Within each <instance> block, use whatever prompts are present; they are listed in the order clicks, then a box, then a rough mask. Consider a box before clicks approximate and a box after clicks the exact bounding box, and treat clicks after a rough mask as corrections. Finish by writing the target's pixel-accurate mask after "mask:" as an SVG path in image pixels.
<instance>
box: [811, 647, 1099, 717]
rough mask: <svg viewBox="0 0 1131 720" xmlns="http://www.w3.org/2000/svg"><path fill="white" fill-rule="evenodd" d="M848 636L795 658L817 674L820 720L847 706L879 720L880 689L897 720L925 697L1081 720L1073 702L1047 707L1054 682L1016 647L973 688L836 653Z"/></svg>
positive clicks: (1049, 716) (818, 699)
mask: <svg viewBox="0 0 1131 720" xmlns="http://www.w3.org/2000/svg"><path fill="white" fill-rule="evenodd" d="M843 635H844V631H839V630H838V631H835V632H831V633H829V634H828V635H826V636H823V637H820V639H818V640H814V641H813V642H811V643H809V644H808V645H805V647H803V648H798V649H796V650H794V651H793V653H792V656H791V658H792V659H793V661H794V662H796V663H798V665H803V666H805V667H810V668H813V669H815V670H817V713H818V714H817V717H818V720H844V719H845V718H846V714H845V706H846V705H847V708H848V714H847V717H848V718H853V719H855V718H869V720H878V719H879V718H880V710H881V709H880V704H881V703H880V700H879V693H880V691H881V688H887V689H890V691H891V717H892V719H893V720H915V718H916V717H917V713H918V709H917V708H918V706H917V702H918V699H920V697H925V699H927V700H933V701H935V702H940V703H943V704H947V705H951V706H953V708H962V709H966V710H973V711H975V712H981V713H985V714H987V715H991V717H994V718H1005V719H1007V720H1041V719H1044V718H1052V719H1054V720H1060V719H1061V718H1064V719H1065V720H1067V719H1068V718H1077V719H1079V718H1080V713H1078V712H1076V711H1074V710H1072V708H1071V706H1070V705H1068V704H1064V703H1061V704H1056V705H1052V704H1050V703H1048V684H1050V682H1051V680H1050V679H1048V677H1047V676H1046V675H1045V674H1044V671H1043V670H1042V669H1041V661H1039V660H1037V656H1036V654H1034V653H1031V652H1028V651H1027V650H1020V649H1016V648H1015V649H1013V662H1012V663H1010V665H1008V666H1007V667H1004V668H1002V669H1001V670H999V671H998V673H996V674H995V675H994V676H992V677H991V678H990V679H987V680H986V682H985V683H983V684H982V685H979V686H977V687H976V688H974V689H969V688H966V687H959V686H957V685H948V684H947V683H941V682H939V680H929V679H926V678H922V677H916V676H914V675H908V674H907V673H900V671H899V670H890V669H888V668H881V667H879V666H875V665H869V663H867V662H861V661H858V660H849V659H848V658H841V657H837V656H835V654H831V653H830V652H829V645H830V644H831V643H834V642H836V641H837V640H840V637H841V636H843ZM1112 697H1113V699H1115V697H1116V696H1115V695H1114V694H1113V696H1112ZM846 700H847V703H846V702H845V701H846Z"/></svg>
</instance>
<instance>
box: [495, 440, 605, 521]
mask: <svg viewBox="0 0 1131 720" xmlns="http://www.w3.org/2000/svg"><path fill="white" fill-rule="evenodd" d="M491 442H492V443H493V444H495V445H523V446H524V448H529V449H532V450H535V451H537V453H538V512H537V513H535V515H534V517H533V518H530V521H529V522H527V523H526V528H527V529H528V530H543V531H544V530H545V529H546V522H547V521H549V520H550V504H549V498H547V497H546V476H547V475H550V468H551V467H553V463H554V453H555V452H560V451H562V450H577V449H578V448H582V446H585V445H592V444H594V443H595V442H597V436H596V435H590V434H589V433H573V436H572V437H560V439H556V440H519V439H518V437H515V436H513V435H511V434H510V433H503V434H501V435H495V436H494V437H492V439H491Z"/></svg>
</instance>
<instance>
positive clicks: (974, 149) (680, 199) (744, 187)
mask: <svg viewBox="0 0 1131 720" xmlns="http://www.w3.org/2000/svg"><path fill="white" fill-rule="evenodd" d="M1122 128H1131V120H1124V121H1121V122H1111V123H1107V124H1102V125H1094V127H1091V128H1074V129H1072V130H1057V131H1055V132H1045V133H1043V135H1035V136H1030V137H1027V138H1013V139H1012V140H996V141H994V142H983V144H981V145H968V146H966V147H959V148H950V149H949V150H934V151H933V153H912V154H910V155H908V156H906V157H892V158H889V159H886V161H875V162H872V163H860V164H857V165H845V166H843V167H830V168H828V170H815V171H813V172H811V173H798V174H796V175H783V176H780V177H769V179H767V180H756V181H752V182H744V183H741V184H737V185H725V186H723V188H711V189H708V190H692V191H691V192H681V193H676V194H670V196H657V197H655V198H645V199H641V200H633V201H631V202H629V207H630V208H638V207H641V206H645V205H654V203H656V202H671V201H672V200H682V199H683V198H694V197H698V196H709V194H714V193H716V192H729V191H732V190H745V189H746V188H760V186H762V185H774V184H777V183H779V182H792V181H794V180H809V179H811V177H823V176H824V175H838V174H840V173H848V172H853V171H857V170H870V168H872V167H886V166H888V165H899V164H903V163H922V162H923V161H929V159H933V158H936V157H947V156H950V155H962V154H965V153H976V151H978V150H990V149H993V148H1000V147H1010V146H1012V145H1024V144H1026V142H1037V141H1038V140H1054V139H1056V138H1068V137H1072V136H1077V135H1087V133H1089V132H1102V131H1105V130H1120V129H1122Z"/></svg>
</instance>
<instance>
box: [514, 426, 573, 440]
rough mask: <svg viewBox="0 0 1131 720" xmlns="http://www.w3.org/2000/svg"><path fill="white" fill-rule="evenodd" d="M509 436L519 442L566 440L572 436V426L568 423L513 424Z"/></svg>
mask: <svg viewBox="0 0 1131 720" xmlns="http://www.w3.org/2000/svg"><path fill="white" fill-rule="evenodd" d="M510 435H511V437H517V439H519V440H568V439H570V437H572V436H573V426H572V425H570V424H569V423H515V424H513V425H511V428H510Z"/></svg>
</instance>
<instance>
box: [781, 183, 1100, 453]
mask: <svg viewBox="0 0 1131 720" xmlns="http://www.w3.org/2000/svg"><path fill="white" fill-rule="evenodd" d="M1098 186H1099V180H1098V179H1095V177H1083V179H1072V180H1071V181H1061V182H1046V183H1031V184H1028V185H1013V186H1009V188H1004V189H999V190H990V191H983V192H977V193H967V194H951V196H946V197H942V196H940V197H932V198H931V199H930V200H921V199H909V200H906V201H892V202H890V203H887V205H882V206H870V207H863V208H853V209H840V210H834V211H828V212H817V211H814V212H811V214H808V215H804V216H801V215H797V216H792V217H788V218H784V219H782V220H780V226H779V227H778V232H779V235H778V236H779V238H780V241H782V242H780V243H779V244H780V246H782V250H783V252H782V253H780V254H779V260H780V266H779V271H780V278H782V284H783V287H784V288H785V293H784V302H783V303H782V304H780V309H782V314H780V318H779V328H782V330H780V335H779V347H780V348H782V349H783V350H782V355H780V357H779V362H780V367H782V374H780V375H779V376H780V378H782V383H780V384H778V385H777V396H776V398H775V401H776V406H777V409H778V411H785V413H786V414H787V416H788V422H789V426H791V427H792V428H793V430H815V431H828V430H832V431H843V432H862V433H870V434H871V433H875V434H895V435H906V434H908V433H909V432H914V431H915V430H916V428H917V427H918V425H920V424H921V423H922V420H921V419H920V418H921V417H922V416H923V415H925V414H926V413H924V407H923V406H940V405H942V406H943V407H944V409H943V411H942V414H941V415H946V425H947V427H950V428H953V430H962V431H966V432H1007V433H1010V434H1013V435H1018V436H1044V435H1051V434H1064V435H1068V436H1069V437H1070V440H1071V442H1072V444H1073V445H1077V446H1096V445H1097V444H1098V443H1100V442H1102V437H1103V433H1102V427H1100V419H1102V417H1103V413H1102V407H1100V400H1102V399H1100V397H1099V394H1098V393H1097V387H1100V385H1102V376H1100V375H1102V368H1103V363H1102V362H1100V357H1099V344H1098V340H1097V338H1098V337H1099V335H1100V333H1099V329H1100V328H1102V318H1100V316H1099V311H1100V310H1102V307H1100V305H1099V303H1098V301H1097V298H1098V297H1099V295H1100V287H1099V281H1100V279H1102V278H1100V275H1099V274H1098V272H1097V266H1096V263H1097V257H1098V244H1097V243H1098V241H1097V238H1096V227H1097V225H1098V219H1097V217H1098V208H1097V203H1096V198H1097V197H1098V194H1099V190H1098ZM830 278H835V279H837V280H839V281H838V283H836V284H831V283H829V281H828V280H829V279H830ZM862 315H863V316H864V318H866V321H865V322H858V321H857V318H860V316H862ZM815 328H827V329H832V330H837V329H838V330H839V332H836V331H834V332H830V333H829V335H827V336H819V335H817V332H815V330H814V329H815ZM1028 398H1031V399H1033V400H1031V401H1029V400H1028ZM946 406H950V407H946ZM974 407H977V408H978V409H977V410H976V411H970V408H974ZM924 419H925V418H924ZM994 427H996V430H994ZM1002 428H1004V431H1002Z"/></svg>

--------

:: Task brief ::
Retype the records above exactly, from their first line through the line that contains "box: [811, 647, 1099, 717]", and stop there.

:: Answer section ::
Within each <instance> block, use whatever prompts are present; they are listed in the order clicks, then a box, then a rough mask. Consider a box before clicks approximate and a box after clicks the exact bounding box, and treat clicks after a rough mask as corrections. Finish by writing the target's pixel-accurate mask after "mask:" as an SVG path in image pixels.
<instance>
box: [811, 647, 1099, 717]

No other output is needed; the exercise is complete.